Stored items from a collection
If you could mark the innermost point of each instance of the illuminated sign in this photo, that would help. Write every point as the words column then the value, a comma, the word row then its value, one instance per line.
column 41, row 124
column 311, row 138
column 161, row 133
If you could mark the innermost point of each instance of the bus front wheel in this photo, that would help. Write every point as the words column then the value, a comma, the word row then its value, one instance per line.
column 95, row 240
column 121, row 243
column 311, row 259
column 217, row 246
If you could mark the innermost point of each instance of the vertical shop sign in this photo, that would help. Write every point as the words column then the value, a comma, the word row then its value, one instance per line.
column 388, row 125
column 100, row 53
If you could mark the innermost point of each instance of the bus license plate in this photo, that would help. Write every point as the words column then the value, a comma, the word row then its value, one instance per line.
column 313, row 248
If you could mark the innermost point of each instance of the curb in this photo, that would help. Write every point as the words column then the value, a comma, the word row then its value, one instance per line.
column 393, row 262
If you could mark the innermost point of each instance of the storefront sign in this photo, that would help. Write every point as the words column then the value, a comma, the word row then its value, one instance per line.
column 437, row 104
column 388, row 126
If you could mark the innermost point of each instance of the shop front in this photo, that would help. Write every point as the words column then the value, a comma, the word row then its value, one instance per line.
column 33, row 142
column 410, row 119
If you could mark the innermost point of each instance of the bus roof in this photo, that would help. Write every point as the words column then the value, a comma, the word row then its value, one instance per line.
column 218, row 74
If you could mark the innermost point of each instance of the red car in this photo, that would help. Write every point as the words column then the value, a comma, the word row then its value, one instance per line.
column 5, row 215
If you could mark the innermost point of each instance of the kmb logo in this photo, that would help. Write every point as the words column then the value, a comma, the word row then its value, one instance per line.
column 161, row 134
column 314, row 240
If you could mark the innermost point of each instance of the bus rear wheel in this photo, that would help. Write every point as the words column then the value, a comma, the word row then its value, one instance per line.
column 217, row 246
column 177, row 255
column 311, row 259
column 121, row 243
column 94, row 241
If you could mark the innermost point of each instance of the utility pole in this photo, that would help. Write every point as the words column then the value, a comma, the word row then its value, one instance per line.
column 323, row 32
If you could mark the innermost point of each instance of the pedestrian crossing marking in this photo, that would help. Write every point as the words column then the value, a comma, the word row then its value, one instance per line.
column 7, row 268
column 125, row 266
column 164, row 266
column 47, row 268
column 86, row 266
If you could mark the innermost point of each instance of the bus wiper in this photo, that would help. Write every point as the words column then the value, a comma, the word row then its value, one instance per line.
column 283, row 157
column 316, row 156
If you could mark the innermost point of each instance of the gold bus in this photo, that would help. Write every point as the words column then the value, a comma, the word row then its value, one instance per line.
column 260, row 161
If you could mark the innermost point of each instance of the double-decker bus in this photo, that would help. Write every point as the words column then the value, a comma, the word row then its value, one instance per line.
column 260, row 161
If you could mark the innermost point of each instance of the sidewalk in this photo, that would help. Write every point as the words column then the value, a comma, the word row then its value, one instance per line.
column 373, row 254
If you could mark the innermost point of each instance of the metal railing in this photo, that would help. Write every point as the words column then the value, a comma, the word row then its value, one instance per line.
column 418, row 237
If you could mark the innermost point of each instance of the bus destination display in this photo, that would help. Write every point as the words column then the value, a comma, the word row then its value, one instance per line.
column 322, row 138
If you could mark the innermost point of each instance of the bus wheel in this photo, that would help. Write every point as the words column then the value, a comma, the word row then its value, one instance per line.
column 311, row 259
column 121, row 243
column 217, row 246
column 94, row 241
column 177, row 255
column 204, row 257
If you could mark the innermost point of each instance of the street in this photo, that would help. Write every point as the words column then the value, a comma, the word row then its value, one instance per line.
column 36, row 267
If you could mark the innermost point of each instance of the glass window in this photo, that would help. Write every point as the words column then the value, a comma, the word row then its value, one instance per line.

## TO DO
Transcribe each of the records verbatim.

## TASK RESPONSE
If you could mark the innermost point of each instance of the illuminated sign in this photo, that would help. Write every point as the words column then the value, a comma, the word row then its value, one instance per line.
column 41, row 124
column 311, row 138
column 161, row 133
If you could mark the innermost point of each instance of the bus front wheel in this photo, that would help. Write every point as the words column then the value, a comma, the word row then its value, one instance per line.
column 95, row 240
column 121, row 243
column 311, row 259
column 217, row 246
If you could mark the innermost point of each instance of the vertical shop sign in this photo, that would help. Write every point as the words column then the value, a comma, the word row then its value, one instance per line.
column 388, row 125
column 100, row 53
If you could mark the innermost point of each instance of the bus license plate in this photo, that would help. Write every point as the words column then the value, a comma, the word row then its value, one instance per line.
column 313, row 248
If you could mark the innermost point of each instance of the curb in this photo, that would help. Write every point as the words column then the value, a comma, the word row then its value, one instance per line.
column 393, row 262
If you could mark the innermost point of each instance of the storefront sign in this photo, that would help. Write every point as the words column then the value, a comma, the word row then its value, one instance per line.
column 437, row 104
column 388, row 126
If you could mark the innermost point of each instance of the shop front in this photo, that would help. Write every point as the words column then the value, a comma, the word row then its value, one instance per line.
column 33, row 142
column 410, row 119
If you could mark the innermost point of each instance of the bus roof in this photo, that would help. Write every point as the words column then the value, a comma, the word row then its value, one instance per line.
column 218, row 74
If you could mark the innermost point of each instance of the red car in this photo, that would help. Write every point as the words column then the value, a comma, the word row then its value, one instance per line.
column 5, row 215
If you could mark the innermost point of each instance of the kmb logo in this photo, that would help. Write every point as the words column then the value, a comma, the word row then its value, one instance per line.
column 161, row 134
column 314, row 240
If you could mark the innermost point of each instance of the bus rear wheel in this photo, that would help. Write every point as the words column then the value, a comma, the word row then its value, one instance per line.
column 217, row 246
column 177, row 255
column 311, row 259
column 121, row 243
column 94, row 241
If you could mark the innermost point of each instance of the utility pole in this photo, that would help. Write every point as the words column then the value, a comma, the word row then its value, one instance per line.
column 323, row 32
If you could mark the innermost point of each instance of the pedestrian crossing marking in this photo, that would help. Write every point as the words column then the value, a comma, the word row then its value, one instance per line.
column 7, row 268
column 125, row 266
column 164, row 266
column 47, row 268
column 86, row 266
If you could mark the innermost point of each instance of the bus wiper in this photo, that would help. Write every point as the words column then the value, a comma, the word row then its value, one instance per line.
column 283, row 157
column 316, row 156
If you could mark the innermost point of each instance of the gold bus in this photo, that would help. Write every point as the words column then the value, a comma, the word row then its value, one instance per line.
column 260, row 161
If you could mark the innermost point of each instance of the double-decker bus in this photo, that would help. Write every point as the words column then the value, a comma, the word row then its value, one instance per line.
column 260, row 161
If you could mark the innermost point of each instance of the sidewalk in this photo, that would help. Write every point as the words column then the value, a comma, the word row then its value, one instance per line.
column 373, row 254
If you could mark the innermost point of each instance of the metal railing in this photo, that would help. Write every point as the words column then the value, a comma, the word row then its value, one instance per line.
column 418, row 237
If you could mark the innermost point of each instance of the bus destination display in this photo, that would help. Write every point as the words column then the value, a comma, the word row then its value, one instance per line.
column 322, row 138
If you could mark the innermost point of each instance of the bus wheel in this photo, that would help. Write every point as the words column then the value, a comma, the word row then its value, one instance per line.
column 311, row 259
column 121, row 243
column 217, row 246
column 94, row 241
column 177, row 255
column 204, row 257
If you could mark the innermost point of each instance of the street in this photo, that would help. Write every point as the words column then the value, a comma, the word row then its value, one instance per line.
column 36, row 267
If you could mark the innermost point of each instance of the glass window in this photo, that would help. Write every point as the words column then the value, a comma, the word row then its value, one instance per line.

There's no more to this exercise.